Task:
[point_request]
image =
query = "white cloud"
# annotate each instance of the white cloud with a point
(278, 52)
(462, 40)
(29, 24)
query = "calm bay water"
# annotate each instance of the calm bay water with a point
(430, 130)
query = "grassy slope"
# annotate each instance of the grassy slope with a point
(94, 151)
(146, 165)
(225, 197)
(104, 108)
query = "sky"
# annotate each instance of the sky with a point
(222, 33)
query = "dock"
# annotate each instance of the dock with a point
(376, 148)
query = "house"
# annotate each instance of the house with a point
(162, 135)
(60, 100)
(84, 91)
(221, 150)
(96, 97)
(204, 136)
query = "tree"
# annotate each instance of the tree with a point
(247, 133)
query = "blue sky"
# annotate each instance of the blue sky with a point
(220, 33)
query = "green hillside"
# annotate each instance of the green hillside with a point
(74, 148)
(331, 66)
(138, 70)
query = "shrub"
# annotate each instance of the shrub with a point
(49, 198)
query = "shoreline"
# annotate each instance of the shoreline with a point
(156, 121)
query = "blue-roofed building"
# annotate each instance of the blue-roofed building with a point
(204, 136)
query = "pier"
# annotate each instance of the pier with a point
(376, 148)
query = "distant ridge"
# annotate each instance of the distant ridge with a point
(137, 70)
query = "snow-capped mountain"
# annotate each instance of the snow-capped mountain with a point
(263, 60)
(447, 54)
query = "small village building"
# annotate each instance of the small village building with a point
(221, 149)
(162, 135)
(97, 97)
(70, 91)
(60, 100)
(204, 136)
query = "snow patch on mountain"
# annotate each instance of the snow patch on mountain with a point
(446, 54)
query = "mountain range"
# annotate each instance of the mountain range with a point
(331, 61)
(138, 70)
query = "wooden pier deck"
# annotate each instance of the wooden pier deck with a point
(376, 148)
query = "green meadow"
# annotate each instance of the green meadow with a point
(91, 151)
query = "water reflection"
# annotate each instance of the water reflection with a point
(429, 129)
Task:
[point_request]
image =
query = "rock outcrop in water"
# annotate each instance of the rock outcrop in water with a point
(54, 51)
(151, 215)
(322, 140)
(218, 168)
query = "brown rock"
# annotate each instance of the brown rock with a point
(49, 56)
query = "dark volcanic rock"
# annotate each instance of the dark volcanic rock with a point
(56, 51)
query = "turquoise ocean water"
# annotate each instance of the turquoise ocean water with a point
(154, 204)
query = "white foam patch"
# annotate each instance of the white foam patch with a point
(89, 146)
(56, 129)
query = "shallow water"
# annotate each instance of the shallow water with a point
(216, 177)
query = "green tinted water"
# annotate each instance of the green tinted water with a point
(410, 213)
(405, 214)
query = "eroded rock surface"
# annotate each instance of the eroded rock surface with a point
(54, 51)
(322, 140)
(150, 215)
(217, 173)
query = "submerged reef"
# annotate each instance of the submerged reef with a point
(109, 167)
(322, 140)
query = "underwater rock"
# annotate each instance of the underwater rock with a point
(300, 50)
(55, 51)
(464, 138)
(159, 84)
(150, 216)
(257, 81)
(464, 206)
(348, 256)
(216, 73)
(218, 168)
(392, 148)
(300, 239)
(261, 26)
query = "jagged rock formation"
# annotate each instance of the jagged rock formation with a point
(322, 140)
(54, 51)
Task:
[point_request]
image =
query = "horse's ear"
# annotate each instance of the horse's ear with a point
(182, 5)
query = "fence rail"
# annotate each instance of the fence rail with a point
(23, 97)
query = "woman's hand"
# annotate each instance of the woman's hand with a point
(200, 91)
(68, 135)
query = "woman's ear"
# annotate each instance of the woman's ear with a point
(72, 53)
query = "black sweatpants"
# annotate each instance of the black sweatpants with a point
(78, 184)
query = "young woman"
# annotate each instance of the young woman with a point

===

How many lines in the items above contain the string "mountain"? Case counts, so treat uppercase and lowercase letters as different, and reply with the number alone.

6